August 2010: Wir stehen in einem langen, dämmerigen Stall auf einem ehemaligen LPG-Gelände in der Nähe von Fürstenwalde in Brandenburg. Der Boden ist voll Hundekot, es stinkt. Zwei große Bullmastiffs sitzen aneinandergedrängt auf einem alten Sofa – einsam, ohne Futter. Dieser Stall ist schon seit langer Zeit ihr Zuhause.
Ein Bericht von Ursula Bauer, aktion tier-Geschäftsstelle Berlin
Erfreut über den offensichtlich seltenen Besuch stürmen die beiden schon etwas älteren Riesen schließlich auf uns zu, können gar nicht genug Streicheleinheiten bekommen. Wie wir später herausfinden heißen die Hunde Amok und Baika. Beide Bullmastiffs leiden unter extremem Floh- und Milbenbefall. Großflächig ist das Fell ausgefallen, die Haut ist dort schuppig und teilweise blutig. Der schier unerträgliche Juckreiz lässt den beiden Hunden keine Ruhe. Unsere Tierärztin, die mich begleitet, verabreicht ein Mittel gegen Parasitenbefall. Mehr können wir im Moment nicht tun.
Ein Tierfreund, der aktion tier um Hilfe gebeten hat, führt uns weiter auf dem großen Gelände herum. In einem kleinen Häuschen mit eingezäuntem Freilauf werden ca. 40 Legehennen gehalten. Futter oder Wasser ist nirgends zu sehen, der Auslauf ist komplett kahl gefressen. Ich habe noch nie derart hungrige Hühner gesehen. In der Hoffnung auf Futter weichen uns die Vögel nicht von der Seite. Im Stall entdecken wir zwei tote, angefressene Hühner, die wahrscheinlich verhungert sind.

◆ ZEILEN DES DATENSATZES
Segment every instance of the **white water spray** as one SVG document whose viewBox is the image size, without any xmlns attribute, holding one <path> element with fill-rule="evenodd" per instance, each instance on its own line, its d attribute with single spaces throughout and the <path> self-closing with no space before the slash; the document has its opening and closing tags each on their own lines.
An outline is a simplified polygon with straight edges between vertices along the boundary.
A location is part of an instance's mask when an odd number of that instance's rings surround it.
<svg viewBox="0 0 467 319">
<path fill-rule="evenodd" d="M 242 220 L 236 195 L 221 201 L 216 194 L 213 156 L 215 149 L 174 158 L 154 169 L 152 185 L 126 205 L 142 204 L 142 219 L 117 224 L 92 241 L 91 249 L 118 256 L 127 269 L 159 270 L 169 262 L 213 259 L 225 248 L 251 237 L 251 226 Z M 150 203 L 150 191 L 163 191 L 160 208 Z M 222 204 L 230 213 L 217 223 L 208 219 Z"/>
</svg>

◆ SCHRIFTLICHE AUFGABE
Gib den Text über die vernachlässigten Tiere auf dem Gelände bei Fürstenwalde vollständig und wortgetreu wieder.

◆ ANTWORT ZUR AUFGABE
August 2010: Wir stehen in einem langen, dämmerigen Stall auf einem ehemaligen LPG-Gelände in der Nähe von Fürstenwalde in Brandenburg. Der Boden ist voll Hundekot, es stinkt. Zwei große Bullmastiffs sitzen aneinandergedrängt auf einem alten Sofa – einsam, ohne Futter. Dieser Stall ist schon seit langer Zeit ihr Zuhause.
Ein Bericht von Ursula Bauer, aktion tier-Geschäftsstelle Berlin
Erfreut über den offensichtlich seltenen Besuch stürmen die beiden schon etwas älteren Riesen schließlich auf uns zu, können gar nicht genug Streicheleinheiten bekommen. Wie wir später herausfinden heißen die Hunde Amok und Baika. Beide Bullmastiffs leiden unter extremem Floh- und Milbenbefall. Großflächig ist das Fell ausgefallen, die Haut ist dort schuppig und teilweise blutig. Der schier unerträgliche Juckreiz lässt den beiden Hunden keine Ruhe. Unsere Tierärztin, die mich begleitet, verabreicht ein Mittel gegen Parasitenbefall. Mehr können wir im Moment nicht tun.
Ein Tierfreund, der aktion tier um Hilfe gebeten hat, führt uns weiter auf dem großen Gelände herum. In einem kleinen Häuschen mit eingezäuntem Freilauf werden ca. 40 Legehennen gehalten. Futter oder Wasser ist nirgends zu sehen, der Auslauf ist komplett kahl gefressen. Ich habe noch nie derart hungrige Hühner gesehen. In der Hoffnung auf Futter weichen uns die Vögel nicht von der Seite. Im Stall entdecken wir zwei tote, angefressene Hühner, die wahrscheinlich verhungert sind.